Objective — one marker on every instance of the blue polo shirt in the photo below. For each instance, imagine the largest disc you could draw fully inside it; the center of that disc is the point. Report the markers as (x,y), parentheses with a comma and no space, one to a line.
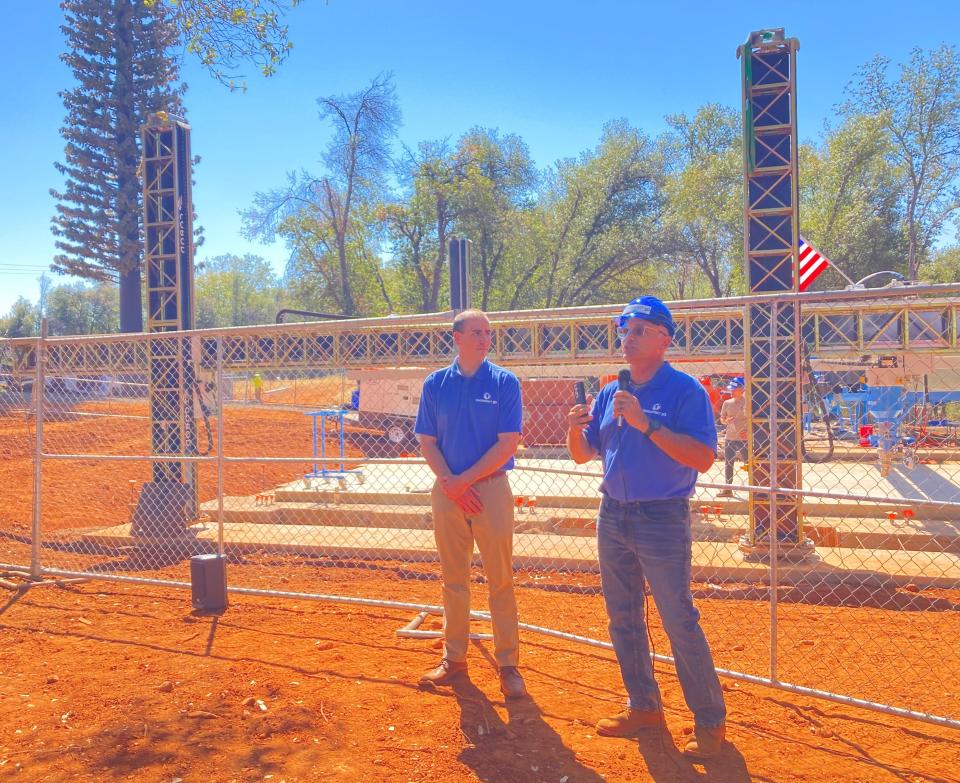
(634,468)
(465,415)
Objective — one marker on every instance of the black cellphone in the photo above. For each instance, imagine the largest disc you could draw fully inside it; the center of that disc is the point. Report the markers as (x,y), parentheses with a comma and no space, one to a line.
(580,393)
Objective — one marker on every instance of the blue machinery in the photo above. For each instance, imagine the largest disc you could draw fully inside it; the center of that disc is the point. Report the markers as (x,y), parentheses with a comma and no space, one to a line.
(768,330)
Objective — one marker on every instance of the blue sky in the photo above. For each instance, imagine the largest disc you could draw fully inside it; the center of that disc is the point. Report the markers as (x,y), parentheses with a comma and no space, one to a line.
(552,72)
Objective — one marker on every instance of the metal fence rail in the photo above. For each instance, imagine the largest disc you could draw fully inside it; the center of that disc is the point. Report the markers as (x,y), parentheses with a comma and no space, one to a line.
(292,476)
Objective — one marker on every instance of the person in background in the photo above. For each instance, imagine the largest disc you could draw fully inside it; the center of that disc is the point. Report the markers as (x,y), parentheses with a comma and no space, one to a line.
(469,425)
(733,415)
(716,399)
(654,438)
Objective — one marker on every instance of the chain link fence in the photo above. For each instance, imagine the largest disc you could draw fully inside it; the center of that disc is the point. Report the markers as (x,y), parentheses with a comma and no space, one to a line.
(309,479)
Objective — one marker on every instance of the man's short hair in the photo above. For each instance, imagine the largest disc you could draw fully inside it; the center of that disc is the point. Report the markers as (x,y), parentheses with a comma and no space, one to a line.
(464,316)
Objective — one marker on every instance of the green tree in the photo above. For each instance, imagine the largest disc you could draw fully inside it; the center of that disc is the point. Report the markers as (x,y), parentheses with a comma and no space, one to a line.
(119,53)
(850,205)
(21,320)
(225,33)
(944,266)
(236,291)
(328,221)
(497,184)
(76,308)
(703,217)
(919,109)
(597,223)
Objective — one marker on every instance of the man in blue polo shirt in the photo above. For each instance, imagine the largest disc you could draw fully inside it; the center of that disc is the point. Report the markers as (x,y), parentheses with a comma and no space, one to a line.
(654,439)
(468,425)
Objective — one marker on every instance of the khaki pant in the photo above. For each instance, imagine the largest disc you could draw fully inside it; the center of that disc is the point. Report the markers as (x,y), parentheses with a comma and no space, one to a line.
(492,529)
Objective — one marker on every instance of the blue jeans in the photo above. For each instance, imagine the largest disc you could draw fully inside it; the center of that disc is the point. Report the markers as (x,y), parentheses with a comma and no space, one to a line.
(651,540)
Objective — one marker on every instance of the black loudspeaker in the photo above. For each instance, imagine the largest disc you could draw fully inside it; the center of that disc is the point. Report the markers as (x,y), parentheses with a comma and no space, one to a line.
(460,286)
(208,582)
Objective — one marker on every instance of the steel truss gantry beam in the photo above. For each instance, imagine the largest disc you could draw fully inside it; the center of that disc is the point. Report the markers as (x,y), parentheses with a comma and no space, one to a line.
(771,236)
(170,500)
(917,319)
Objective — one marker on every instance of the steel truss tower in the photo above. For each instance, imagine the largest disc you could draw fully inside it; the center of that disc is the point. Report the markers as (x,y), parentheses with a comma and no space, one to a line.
(771,235)
(169,501)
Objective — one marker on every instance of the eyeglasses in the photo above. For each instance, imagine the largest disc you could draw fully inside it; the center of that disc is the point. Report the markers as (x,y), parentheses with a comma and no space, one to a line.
(639,331)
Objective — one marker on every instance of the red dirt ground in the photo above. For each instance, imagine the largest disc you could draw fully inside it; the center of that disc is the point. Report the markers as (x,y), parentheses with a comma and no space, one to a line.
(82,677)
(108,681)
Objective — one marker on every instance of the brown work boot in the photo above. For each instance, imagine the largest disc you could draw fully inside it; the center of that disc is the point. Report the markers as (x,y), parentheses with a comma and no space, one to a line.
(706,742)
(629,723)
(511,683)
(445,673)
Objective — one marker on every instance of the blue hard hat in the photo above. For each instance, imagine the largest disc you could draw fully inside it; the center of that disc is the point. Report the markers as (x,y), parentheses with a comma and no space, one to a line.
(648,308)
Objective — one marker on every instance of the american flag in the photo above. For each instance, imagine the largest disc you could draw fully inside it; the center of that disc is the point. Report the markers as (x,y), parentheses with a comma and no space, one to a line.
(812,263)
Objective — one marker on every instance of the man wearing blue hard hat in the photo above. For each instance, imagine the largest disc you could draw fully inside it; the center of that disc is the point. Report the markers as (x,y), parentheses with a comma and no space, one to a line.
(733,415)
(655,432)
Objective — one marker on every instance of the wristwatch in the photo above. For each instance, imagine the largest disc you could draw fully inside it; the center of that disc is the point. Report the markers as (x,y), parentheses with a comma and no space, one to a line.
(655,424)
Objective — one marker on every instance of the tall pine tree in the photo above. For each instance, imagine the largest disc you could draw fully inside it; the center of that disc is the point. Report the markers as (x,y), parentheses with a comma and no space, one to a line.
(120,54)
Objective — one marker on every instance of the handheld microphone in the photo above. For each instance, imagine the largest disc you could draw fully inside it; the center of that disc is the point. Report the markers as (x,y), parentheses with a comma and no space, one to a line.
(580,393)
(623,383)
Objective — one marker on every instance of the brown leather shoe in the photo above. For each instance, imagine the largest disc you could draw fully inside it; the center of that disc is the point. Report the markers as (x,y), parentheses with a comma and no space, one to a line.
(511,683)
(629,723)
(445,673)
(706,742)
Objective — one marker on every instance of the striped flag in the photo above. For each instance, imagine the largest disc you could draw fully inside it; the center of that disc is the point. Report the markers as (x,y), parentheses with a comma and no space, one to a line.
(812,263)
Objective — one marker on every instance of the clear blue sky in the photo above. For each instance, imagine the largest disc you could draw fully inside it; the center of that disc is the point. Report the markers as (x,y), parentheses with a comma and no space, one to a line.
(552,72)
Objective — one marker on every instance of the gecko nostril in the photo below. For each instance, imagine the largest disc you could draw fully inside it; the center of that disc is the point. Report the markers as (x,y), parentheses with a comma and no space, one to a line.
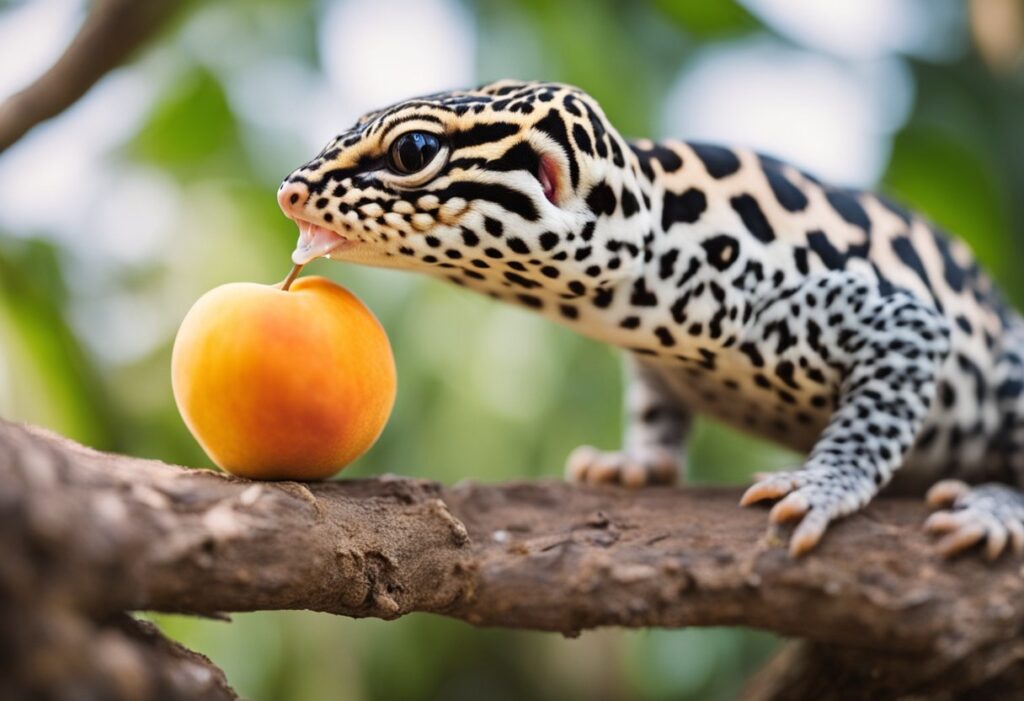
(292,196)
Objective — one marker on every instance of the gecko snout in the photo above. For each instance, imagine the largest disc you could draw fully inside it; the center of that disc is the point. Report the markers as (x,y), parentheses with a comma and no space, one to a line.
(292,196)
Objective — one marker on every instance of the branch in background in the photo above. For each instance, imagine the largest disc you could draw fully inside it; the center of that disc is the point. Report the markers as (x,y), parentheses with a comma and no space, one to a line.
(86,536)
(112,31)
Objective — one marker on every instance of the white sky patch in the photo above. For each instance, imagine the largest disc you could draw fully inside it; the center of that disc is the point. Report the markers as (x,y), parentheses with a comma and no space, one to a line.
(376,53)
(830,118)
(861,29)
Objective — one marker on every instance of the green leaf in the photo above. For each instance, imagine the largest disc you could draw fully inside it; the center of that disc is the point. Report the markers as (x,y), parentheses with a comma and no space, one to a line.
(192,130)
(709,19)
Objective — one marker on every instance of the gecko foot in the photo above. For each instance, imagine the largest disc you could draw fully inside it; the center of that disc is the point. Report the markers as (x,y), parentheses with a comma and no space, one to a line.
(815,497)
(590,466)
(991,515)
——————
**Work required**
Quote every entry exactly, with the pictures omitted.

**Exercise solution**
Objective — one marker on every instance of the blue polo shirt in the photo below. For each instance, imagine the largest disc you could draw fully inside it; the center of that disc is the point. Report the markers as (x,y), parentheses with a comma and no space, one to a line.
(634,468)
(465,415)
Objective — one marker on every instance of the black cellphone in the photo above. For each instance, imagine the largest disc you could draw fully inside it; the center of that disc is the point. Report the markers as (x,y), parentheses with a comma and no space, one to a line.
(580,393)
Objective — one marker on every instance of the blue machinery in the photo above. For each instance, imagine the largest disc you could draw fully inside it; the center of that disc is the point. Report the markers as (x,y), parentheses with a comma and no space, one to a line.
(768,330)
Objective — one marker on every instance of the blue sky in the photo above. For each instance, imagine the largest disc you could draw fully inside it; the center of that disc is the point. Report the markers as (x,y), parentheses with a comma and no space, one to a line.
(552,72)
Objective — one marker on every instance of the metal fence rail in the photo above. For each instance, imagine the largest disc you could draw fully inside it; the center of that disc is the point. Report the markers as (x,y), parentheses with a comma and no space, one to a line.
(292,476)
Objective — one marker on every instance of the person in background in the photo above. For each instance, imagine the largest disc you could draw fully inside it; the center of that disc is the point. Report the markers as (x,y), parentheses with a comma and no space, one to a line.
(469,425)
(733,415)
(716,399)
(654,438)
Objective — one marker on every instance of the chain link fence in the photo above. For each instance, imagine the largest disc you could draw fully inside it; the center of that disc is the point. Report the markers as (x,y), parentheses with a comma and no space, one to a line.
(309,479)
Objective — one marker on every instance of the man's short hair in the photo above. For each instance, imagine the largest disc you could draw fully inside it; the center of that disc is the point. Report the markers as (x,y), parentheses with a comma and no space, one to a line.
(464,316)
Objective — one marker on every instance of the green tree in the photo above. For each instance, imagine the largest disc you could draw fully inside it; the center of that disc is the point. Report the markers as (x,y), parentheses with a comma and no space, one to a line.
(119,53)
(850,205)
(21,320)
(225,33)
(944,266)
(236,291)
(328,221)
(497,184)
(76,308)
(703,217)
(919,109)
(597,223)
Objective — one marker on every instance of the man in blue polo shirt in the photo above. For each instance, imagine the largest disc you could draw fully inside it; the center of that disc is the point. Report the markers as (x,y), parentheses with a comma and no space, one to a line.
(654,439)
(468,425)
Objective — one marker on every instance of the khaki pant in the photo above. For each instance, imagine the largest disc you could draw fully inside it; the center of that disc is the point. Report the markers as (x,y), parentheses with a comma and no space, one to a line.
(492,529)
Objective — one marker on every instance of the blue jeans in the photo above. For each instance, imagine the largest disc you could draw fully inside it; the center of that disc is the point. Report the markers as (x,y), parentheses with a comma and no space, one to a line.
(651,540)
Objective — one marker on every instance of the black loudspeaker in the photo above. For each instance, imagine the largest disc you could draw fully inside it; the center of that disc is the point. Report the markers as (x,y), parentheses with a comma and no space, one to a line.
(460,286)
(208,582)
Objective — one marker on every instance of the steel truss gantry beam in the photo above. For each instance, imagine the largest disc you could draw fully inside it; the center of that disc is the point. Report the markers as (x,y), parentheses with a comma and no space, one to a line.
(771,236)
(170,500)
(917,319)
Objective — one marker on every instance of the steel truss tower in the photo above. For each instance, imagine the largest disc you could draw fully inside it; the center of that disc is the point. Report the markers as (x,y), parentheses with a comma and no space, one to a line.
(771,235)
(169,501)
Objective — one marker on every instance of the eyeglasses in the photo above. For each instance, imagine the largest disc you could draw fully inside it; the center of that disc is the point. Report the markers as (x,y), parentheses with a comma and no space, one to a line.
(639,331)
Objective — one marker on every instance of the red dirt ground in the photo above. For each instance, imagine the largest disc you could draw fully inside it; the center of that disc is the point. Report the markers as (x,y), parentheses with a comma and no space, one to a line.
(82,677)
(108,681)
Objective — one marker on every instance of the brown work boot in the photo above. For each instance, imagine the largest disc you could draw fully inside it; the center of that disc is the point. Report the markers as (x,y), parentheses with a comma and no space, one to a line.
(706,742)
(629,723)
(511,683)
(445,673)
Objective — one marker on every instance of the blue hard hat in the photo above. For each instance, imagine the largest disc you could draw fully inside it; the center of that disc is the point. Report the markers as (x,y), parentheses with a comma and no space, one to a line.
(648,308)
Objective — one marker on every instance of the american flag in the photo above. For each instance, imagine the largest disc you could draw fully inside it; the center of that disc is the point. Report the markers as (x,y), parentheses with a comma and no space, one to a line.
(812,263)
Objective — one marker on every instance of the man wearing blue hard hat in the photo above. For each instance, imagine the largest disc you could draw fully inside it; the center of that disc is the point. Report the markers as (x,y), parentheses with a comma and no space, one to a line.
(733,415)
(655,432)
Objective — one marker on every instance of the wristwatch in the photo above. For each instance, imagine the largest disc you could draw fully inside it; the center of that disc is the point. Report the markers as (x,y), parentheses with a comma and no space, one to a line.
(655,424)
Objective — one marker on every instance of the tall pine tree in the photo above. For each instance, imagine the largest disc you could draw fully inside it; the center of that disc is the point. Report the markers as (x,y), parentheses with a comma and no space, one to a line.
(120,54)
Objective — one marker on every instance of the handheld microphone in the photo above. For each instance, imagine the largest disc you could draw fully inside it; the center of that disc is the point. Report the markers as (x,y), parentheses with a comma and no space, one to a line.
(580,393)
(623,383)
Objective — one marker on every instance of the brown leather shoe in the photo above. For each instance, imagine the largest disc you could draw fully inside it; the center of that disc is the point. Report the markers as (x,y), parentheses with a comma and no space, one to a line.
(511,683)
(629,723)
(445,673)
(706,742)
Objective — one marker on every instance of the striped flag in the photo above. For each instance, imagine the largest disc you could draw fully inside it; the center of that disc is the point. Report the markers as (x,y), parentheses with a comma and no space, one to a line.
(812,263)
Objective — one marker on every instance of the clear blue sky in the photo above. For each instance, imagine the largest disc you could draw fully inside it; the center of that disc is the point. Report the markers as (x,y), parentheses with a comma and no space, one to a line.
(552,72)
Objective — one marker on every instance of the gecko nostril in the photo below. For each instance, imagine the largest disc you could draw fully inside it; the center of that disc is the point. Report the markers as (x,y), parentheses with a comma and no space, one to a line.
(292,196)
Objective — one marker on every instance of the gecko snout in the photo above. For each instance, imagine the largest disc you could draw fully inside it; the center of that disc is the point. Report the markers as (x,y), parentheses with a comma and no space, one to a line.
(292,196)
Objective — one marker on every instance of the branch in background in the photo above. For each instance, imagine the largest disc you could draw fully inside it; the center of that disc is the point. Report the markers as (x,y), parentheses with a comma and no space, one to a line.
(86,536)
(112,31)
Objective — one marker on every instance of the white sky patch in the photo above. For each instance, imagine the largest disc you could draw fully inside it; the center of that disc is the point. Report the markers as (x,y), parentheses with a comma and no space, one to a line.
(376,53)
(830,118)
(861,29)
Objective — one marker on every instance of the green leaf in the photo above. For each instance, imagine the largest disc you could draw fully inside it; the center of that disc is the point. Report the markers as (x,y), parentheses with a comma and no space, one to a line.
(192,130)
(709,19)
Objective — one marker on every instance of the gecko foot in the photo above. For each instance, imagine the largest disc you could draw fully inside it; the center of that disc is the point. Report the markers as (x,y), parentheses with a comma and no space, one to a line.
(815,497)
(590,466)
(991,515)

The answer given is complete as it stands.